Given text.
start
Directed by Pascal Vuong. Narrated by Tom Brokaw. 43 minutes. Opens at IMAX 3D theaters across the country in May; check local theater listings.

This relatively brief take on D-Day outpunches its weight. A cogent overview of the Battle of Normandy focusing on the invasion, the film uses a state-of-the-art palette of cinematic techniques that keeps adults in the game while making it especially attractive and useful for kids. In fact, the filmmakers have built an educational package around it.

The history is solid and well-told, if necessarily elliptical. Director Pascal Vuong, who wrote the script, has managed to hit not just expected high-visibility points (Pointe du Hoc, Caen, Omaha Beach) but touches on all five beaches, and even sketches events up to the Falaise pocket. Along with detailing Allied airplanes (“They were painted with stripes for D-Day, so they would be easily recognized and avoid friendly fire”), he includes Ike’s chosen mechanical D-Day heroes, like the jeep and bulldozer. And as Vuong tracks the movements of hundreds of thousands of Allied and Axis troops and partisans, he focuses on individuals from all sides, humanizing the massive operations.
end
Stored data.
start
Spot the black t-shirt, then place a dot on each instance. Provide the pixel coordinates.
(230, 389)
end
Brief 1.
Please answer these from the D-Day film review:
(a) Who narrates the film?
(b) Which three high-visibility points does the review name as ones the director hits?
(c) Why were the Allied airplanes painted with stripes for D-Day?
Brief 2.
Carry on the D-Day film review from where it stops.
The lines above are not needed for what comes next.

Reply 1.
(a) Tom Brokaw.
(b) Pointe du Hoc, Caen and Omaha Beach.
(c) So they would be easily recognized and avoid friendly fire.

Reply 2.
But Vuong’s true creative contribution comes with his imaginative visuals. Not so much the digitized, stereoscoped, and colorized photos and footage from the period, though those work well enough in IMAX 3D. What’s truly striking are the transitions. Vuong uses animated sketches, in both black-and-white charcoal and impressionistic color, to bridge between scenes—a simple-seeming yet inspired change-up that alters the emotional mood, letting viewers catch their breath after a fact-laden segment. Even more clever is his animated storybook, which opens to display drawings and key questions like “When?”; this recurring chapter break orients viewers toward what’s coming.

Threading throughout is Tom Brokaw’s distinctive voice. (No, he doesn’t utter the words “Greatest Generation.”) Brokaw says he only did the film because it avoids the usual D-Day clichés. That assessment, it turns out, points to D-Day: Normandy 1944’s greatest strengths.